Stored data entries
*****

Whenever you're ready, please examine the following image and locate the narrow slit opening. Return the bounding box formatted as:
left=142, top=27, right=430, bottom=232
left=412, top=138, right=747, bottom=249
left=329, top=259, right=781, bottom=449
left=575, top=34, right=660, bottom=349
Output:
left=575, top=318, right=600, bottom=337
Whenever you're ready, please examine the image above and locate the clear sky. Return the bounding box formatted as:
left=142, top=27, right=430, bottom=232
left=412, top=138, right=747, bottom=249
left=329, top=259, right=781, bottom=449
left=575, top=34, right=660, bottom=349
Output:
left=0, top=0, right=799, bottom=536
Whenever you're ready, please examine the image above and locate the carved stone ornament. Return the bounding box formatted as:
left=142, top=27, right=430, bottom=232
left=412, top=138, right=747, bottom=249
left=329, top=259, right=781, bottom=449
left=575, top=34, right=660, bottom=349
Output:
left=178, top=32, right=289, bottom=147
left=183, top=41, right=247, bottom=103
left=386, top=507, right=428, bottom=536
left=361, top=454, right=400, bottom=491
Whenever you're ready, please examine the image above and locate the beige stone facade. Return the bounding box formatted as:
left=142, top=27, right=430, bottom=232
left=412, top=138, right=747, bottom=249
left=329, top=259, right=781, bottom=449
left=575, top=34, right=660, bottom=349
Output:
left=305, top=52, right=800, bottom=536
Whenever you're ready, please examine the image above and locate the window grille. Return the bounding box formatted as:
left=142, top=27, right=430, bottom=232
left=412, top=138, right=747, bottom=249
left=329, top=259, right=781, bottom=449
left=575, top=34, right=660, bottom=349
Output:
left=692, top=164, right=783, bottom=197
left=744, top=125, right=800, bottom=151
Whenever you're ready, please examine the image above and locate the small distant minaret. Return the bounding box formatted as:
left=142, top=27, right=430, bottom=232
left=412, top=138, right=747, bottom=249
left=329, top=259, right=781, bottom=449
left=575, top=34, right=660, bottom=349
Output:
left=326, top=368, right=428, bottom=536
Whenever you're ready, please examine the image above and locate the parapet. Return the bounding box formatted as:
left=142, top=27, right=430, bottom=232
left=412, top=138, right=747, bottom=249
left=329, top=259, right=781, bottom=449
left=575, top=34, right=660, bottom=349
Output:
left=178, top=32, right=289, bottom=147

*****

Stated task: Recast all of the material above as a Markdown table with two columns, Row and Line. Put a running number in Row and the text of each non-blank line in Line, and skip blank lines.

Written solution:
| Row | Line |
|---|---|
| 1 | Whenever you're ready, please examine the following image and locate the narrow slit opening. Return the bounding box formatted as: |
| 2 | left=142, top=27, right=430, bottom=232 |
| 3 | left=412, top=138, right=747, bottom=249 |
| 4 | left=329, top=259, right=781, bottom=449 |
| 5 | left=575, top=34, right=660, bottom=349 |
| 6 | Output: |
| 7 | left=575, top=318, right=600, bottom=337 |
| 8 | Whenever you're ready, please examine the image above and locate the clear sky. Return the bounding box formatted as: |
| 9 | left=142, top=27, right=430, bottom=232 |
| 10 | left=412, top=138, right=747, bottom=249 |
| 11 | left=329, top=259, right=781, bottom=449 |
| 12 | left=575, top=34, right=660, bottom=349 |
| 13 | Output: |
| 14 | left=0, top=0, right=799, bottom=536 |
| 15 | Whenever you're ready, please examine the image above and locate the carved stone ornament. Return the bounding box formatted as: |
| 16 | left=142, top=27, right=430, bottom=232 |
| 17 | left=412, top=138, right=747, bottom=249 |
| 18 | left=329, top=259, right=781, bottom=449 |
| 19 | left=575, top=34, right=660, bottom=349 |
| 20 | Output: |
| 21 | left=178, top=32, right=289, bottom=147 |
| 22 | left=183, top=41, right=247, bottom=103 |
| 23 | left=386, top=507, right=428, bottom=536 |
| 24 | left=361, top=454, right=400, bottom=491 |
| 25 | Whenever you're ready, please examine the image above and locate the beige stone facade. Return the bounding box formatted as: |
| 26 | left=142, top=27, right=430, bottom=232 |
| 27 | left=412, top=138, right=747, bottom=249 |
| 28 | left=329, top=259, right=781, bottom=449 |
| 29 | left=575, top=34, right=660, bottom=349 |
| 30 | Output: |
| 31 | left=305, top=52, right=800, bottom=536 |
| 32 | Whenever you're ready, please examine the image above and locate the window grille. Return the bounding box formatted as: |
| 33 | left=142, top=27, right=430, bottom=232 |
| 34 | left=412, top=138, right=747, bottom=249 |
| 35 | left=329, top=259, right=781, bottom=449 |
| 36 | left=575, top=34, right=660, bottom=349 |
| 37 | Output: |
| 38 | left=692, top=164, right=783, bottom=197 |
| 39 | left=744, top=125, right=800, bottom=151 |
| 40 | Whenever you're ready, please examine the image above and locate the small distant minaret. Return the bounding box formatted as: |
| 41 | left=142, top=27, right=430, bottom=232 |
| 42 | left=412, top=138, right=747, bottom=249 |
| 43 | left=329, top=259, right=781, bottom=449 |
| 44 | left=575, top=34, right=660, bottom=349 |
| 45 | Output: |
| 46 | left=326, top=368, right=428, bottom=536 |
| 47 | Whenever you're ready, please examine the image above and locate the parapet. Return the bounding box formatted as: |
| 48 | left=142, top=27, right=430, bottom=232 |
| 49 | left=412, top=138, right=747, bottom=249 |
| 50 | left=329, top=259, right=781, bottom=449 |
| 51 | left=575, top=34, right=660, bottom=349 |
| 52 | Output: |
| 53 | left=178, top=32, right=289, bottom=147 |